◆ PROMPT: Reproduce all the entries exactly and keep the pictures out.

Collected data
● ● ● ● ●

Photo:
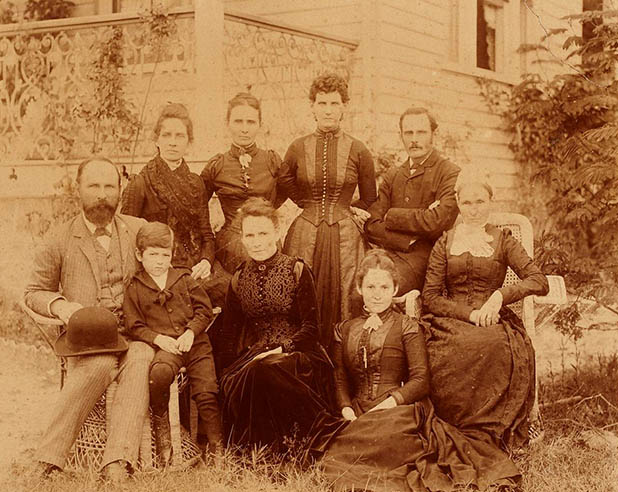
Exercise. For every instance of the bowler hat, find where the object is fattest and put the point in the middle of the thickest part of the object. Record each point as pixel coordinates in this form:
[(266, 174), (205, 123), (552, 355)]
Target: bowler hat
[(90, 330)]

● ● ● ● ●

◆ TASK ANSWER:
Photo:
Exercise. For every instance of the bowler hat, find where the object is fattest and put the point in the middle of the thickest part of the object. Record each point as pixel coordinates in this form:
[(266, 174), (205, 123), (552, 355)]
Target: bowler hat
[(90, 330)]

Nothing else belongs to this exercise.